• [The task] Only the lines of the listing below that run from the line with "[[185, 163]]" through the line with "[[611, 258], [4, 347]]" are to be set down, word for word. Pictures stay out.
++++++++
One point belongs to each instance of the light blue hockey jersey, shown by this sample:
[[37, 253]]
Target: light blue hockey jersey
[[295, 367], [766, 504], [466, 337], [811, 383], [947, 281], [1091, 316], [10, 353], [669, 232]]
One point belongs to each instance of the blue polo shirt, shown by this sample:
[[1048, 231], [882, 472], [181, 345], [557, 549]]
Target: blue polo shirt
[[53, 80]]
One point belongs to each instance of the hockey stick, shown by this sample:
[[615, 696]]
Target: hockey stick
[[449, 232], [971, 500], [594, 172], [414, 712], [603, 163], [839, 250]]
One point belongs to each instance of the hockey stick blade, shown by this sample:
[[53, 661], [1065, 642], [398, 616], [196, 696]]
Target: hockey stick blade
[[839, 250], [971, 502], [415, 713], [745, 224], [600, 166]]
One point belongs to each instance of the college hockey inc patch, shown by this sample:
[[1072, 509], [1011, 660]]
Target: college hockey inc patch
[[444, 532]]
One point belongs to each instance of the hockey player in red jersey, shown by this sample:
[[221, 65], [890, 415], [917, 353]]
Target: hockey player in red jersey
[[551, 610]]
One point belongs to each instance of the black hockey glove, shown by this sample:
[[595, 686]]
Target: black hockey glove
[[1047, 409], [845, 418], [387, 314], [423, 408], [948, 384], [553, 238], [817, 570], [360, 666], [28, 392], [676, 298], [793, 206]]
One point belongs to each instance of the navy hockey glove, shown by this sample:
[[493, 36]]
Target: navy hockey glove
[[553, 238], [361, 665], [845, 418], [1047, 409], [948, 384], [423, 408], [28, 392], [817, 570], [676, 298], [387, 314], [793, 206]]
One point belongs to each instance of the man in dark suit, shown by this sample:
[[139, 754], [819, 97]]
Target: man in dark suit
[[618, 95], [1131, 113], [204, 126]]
++++++++
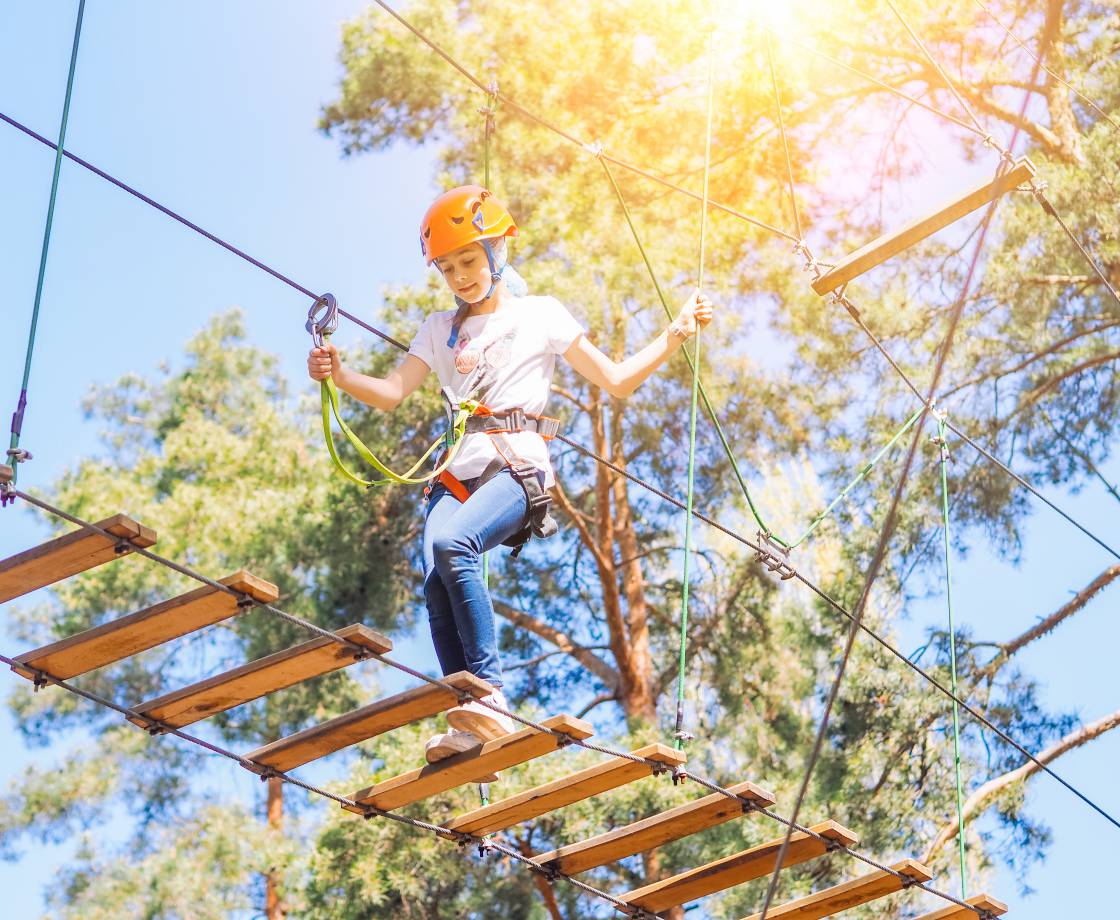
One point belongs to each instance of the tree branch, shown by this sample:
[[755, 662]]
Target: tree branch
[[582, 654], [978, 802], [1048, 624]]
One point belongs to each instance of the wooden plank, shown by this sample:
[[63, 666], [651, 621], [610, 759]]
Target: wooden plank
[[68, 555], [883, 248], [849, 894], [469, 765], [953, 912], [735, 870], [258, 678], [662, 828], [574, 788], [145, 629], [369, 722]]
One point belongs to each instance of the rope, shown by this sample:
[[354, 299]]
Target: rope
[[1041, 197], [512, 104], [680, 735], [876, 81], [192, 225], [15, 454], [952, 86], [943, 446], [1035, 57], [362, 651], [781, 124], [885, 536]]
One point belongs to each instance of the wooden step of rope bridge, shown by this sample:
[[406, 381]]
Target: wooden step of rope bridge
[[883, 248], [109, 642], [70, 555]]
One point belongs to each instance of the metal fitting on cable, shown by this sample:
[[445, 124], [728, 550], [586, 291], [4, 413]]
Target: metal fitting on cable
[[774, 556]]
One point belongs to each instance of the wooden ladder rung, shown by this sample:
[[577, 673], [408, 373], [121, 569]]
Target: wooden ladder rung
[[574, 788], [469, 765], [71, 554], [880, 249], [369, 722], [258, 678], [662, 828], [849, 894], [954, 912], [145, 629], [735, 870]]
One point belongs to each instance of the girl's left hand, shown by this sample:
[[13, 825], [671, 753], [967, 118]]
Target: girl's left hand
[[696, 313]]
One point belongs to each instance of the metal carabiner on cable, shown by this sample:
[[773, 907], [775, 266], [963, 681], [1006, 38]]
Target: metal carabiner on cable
++++++++
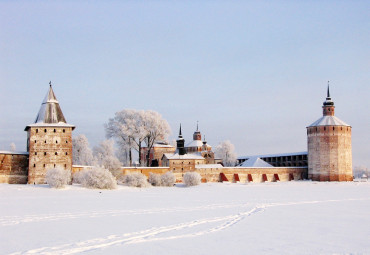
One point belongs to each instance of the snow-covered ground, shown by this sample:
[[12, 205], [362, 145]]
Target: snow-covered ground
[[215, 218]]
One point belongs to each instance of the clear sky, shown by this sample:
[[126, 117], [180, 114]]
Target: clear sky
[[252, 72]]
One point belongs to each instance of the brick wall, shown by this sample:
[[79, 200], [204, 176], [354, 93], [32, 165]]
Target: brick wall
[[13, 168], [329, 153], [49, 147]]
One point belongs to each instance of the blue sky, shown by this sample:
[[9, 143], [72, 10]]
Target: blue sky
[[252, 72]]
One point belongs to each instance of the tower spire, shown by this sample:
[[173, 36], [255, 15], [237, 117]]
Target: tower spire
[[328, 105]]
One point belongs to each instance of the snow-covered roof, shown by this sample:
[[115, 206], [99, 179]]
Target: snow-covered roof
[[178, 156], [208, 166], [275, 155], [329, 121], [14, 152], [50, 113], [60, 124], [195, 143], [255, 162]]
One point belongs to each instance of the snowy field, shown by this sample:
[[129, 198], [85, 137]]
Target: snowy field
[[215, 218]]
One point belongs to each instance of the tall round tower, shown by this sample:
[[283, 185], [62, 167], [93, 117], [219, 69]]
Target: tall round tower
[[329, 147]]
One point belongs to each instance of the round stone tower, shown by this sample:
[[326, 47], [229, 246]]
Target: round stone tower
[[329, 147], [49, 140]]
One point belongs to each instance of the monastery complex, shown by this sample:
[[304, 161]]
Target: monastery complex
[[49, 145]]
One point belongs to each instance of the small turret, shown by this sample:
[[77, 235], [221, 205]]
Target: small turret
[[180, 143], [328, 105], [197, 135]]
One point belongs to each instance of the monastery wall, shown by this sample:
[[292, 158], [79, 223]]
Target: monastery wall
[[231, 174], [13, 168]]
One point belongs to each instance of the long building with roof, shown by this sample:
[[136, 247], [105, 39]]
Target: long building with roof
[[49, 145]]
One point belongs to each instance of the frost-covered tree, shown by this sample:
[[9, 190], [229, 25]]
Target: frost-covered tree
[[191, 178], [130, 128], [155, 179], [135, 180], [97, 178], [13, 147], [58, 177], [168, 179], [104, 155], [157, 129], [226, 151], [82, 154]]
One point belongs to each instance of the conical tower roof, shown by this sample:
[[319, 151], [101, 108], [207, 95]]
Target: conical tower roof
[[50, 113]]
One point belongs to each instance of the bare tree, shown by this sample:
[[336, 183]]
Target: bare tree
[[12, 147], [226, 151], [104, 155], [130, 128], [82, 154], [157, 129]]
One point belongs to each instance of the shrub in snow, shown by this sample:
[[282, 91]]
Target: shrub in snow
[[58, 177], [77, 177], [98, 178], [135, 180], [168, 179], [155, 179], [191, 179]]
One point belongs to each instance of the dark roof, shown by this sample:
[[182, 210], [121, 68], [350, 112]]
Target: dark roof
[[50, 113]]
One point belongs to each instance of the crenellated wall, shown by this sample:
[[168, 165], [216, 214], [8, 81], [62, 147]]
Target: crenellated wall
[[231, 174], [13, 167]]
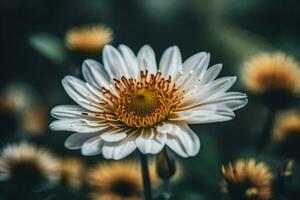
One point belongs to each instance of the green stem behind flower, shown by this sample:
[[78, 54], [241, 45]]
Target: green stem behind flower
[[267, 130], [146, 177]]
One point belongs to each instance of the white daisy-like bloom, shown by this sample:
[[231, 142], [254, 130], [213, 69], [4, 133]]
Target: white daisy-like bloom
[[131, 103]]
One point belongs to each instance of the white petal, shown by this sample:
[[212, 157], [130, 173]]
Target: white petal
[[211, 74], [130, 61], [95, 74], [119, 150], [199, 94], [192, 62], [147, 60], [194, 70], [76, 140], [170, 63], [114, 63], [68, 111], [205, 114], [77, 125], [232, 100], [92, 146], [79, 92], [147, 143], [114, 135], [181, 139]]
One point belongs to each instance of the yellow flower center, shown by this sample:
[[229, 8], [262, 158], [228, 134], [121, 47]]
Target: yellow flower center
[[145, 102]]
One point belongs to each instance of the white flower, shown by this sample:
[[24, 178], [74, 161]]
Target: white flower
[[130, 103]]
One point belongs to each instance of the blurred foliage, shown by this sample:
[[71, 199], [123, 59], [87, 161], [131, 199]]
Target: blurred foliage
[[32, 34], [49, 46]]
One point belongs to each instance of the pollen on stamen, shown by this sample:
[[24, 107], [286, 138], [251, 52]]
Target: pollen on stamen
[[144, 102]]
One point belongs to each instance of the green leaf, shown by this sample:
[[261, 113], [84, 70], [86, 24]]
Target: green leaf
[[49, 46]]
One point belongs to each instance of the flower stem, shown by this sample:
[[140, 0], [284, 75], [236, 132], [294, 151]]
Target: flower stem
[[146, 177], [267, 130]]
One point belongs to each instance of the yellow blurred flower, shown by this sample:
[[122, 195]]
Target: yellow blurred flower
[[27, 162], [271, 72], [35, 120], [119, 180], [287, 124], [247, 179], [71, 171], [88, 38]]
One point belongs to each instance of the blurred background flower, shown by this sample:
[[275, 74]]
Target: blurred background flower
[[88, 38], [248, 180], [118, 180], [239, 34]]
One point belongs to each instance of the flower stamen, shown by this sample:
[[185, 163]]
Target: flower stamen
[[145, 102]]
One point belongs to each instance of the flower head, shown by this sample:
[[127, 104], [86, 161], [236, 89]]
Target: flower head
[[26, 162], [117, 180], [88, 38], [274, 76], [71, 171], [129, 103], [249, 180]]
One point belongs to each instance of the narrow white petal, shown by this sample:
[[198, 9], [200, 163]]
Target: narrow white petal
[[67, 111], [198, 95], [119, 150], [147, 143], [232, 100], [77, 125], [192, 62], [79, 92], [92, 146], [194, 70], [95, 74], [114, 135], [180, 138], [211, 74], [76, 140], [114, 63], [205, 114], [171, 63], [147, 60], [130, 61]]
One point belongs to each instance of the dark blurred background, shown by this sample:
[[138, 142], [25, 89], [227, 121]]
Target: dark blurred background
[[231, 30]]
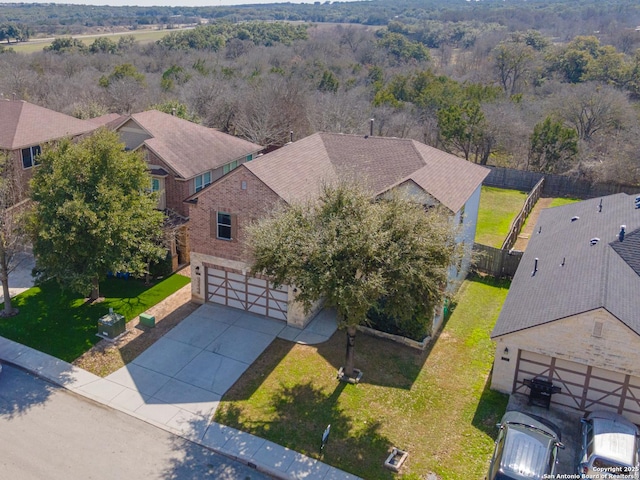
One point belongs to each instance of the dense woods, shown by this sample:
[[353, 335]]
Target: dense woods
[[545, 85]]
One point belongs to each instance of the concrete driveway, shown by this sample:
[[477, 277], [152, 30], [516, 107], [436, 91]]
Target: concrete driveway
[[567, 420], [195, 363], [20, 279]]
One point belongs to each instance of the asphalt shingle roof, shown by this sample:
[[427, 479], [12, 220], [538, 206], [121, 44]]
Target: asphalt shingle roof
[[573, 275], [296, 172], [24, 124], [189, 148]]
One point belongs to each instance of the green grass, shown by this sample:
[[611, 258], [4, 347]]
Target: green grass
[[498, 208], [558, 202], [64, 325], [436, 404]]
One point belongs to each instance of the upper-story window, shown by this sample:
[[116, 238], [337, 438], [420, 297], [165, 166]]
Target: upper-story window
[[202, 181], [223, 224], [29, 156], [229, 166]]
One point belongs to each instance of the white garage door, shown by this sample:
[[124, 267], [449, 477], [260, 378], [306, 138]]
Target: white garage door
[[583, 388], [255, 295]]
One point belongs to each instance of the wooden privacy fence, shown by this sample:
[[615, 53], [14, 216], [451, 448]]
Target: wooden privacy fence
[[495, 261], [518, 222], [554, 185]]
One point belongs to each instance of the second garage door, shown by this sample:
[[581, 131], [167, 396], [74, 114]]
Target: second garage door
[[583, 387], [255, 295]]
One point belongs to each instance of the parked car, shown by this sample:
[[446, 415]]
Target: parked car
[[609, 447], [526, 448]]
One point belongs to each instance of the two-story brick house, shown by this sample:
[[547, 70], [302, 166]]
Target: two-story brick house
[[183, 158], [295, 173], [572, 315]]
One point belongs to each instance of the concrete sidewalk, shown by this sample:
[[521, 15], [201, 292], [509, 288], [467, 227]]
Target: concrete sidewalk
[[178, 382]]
++++++++
• [Response area]
[[185, 163]]
Target: flower stamen
[[145, 102]]
One point belongs to each instance of the flower head, shown by this sample:
[[127, 104], [86, 161], [236, 89]]
Target: flower head
[[26, 162], [117, 180], [88, 38], [274, 76], [71, 171], [129, 103], [249, 180]]
One point belongs to each instance of the narrow white petal, shown by this sample:
[[198, 9], [200, 163]]
Target: narrow white petal
[[67, 111], [198, 95], [119, 150], [147, 143], [232, 100], [77, 125], [192, 62], [79, 92], [92, 146], [194, 70], [95, 74], [114, 135], [180, 138], [211, 74], [76, 140], [114, 63], [205, 114], [171, 63], [147, 60], [130, 61]]
One point belongs to each instance of the dark blurred background, shown by this sample:
[[138, 142], [25, 89], [227, 121]]
Target: dark blurred background
[[231, 30]]
One point belongs to each instance of the dense woods, shown by this sample:
[[353, 335]]
Target: dense woods
[[545, 85]]
One point belongs to each instance of the concrete driveway, shown by this sample:
[[477, 277], [152, 30], [516, 107], [436, 91]]
Target: concrete driveway
[[567, 420], [195, 363], [20, 279]]
One point belongs to each instance of the asphalt shingle roof, shown by this sample:
[[427, 479], [12, 220], [538, 206], [121, 44]]
Target: asphalt shingle roof
[[573, 275], [296, 172], [24, 124], [189, 148]]
One point belongs to each instance of the green grass, shown by this sample:
[[611, 258], [4, 347]]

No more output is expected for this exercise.